# Point placement records:
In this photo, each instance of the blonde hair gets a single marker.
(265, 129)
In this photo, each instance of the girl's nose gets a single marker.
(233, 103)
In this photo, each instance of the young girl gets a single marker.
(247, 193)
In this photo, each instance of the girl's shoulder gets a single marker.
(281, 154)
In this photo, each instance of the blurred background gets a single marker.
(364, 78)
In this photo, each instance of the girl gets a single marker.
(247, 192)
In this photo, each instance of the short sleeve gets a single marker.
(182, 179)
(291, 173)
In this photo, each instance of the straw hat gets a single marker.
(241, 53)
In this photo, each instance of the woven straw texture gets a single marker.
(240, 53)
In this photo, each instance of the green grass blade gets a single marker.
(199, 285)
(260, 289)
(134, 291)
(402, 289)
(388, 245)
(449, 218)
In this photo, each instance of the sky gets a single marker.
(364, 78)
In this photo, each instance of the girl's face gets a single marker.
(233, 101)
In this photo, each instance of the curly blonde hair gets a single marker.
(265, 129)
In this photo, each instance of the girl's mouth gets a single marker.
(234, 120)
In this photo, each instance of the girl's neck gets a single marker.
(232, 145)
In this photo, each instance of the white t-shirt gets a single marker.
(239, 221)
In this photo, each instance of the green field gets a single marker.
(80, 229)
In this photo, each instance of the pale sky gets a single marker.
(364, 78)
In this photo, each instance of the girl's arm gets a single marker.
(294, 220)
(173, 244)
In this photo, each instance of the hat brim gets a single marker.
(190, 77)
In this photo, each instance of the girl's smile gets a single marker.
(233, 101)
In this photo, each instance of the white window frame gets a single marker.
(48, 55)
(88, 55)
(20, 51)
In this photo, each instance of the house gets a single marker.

--

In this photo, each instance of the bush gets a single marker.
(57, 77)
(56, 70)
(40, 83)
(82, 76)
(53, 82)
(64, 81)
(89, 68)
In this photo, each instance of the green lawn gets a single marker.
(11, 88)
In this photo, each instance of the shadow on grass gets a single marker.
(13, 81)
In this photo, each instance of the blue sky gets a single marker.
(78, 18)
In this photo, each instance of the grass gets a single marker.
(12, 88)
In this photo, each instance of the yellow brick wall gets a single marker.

# What is being asked:
Rewrite the lines of the listing from the one with "In this photo, each instance of the girl's smile" through the one with "In this photo, each instance of the house", swapping "white window frame" for "white window trim" and changing nothing else.

# Response to this exercise:
In this photo, each instance of the girl's smile gets a single marker.
(233, 101)
In this photo, each instance of the white window trim gets a single marker.
(48, 55)
(88, 55)
(20, 51)
In this photo, each instance of the house gets a single marker.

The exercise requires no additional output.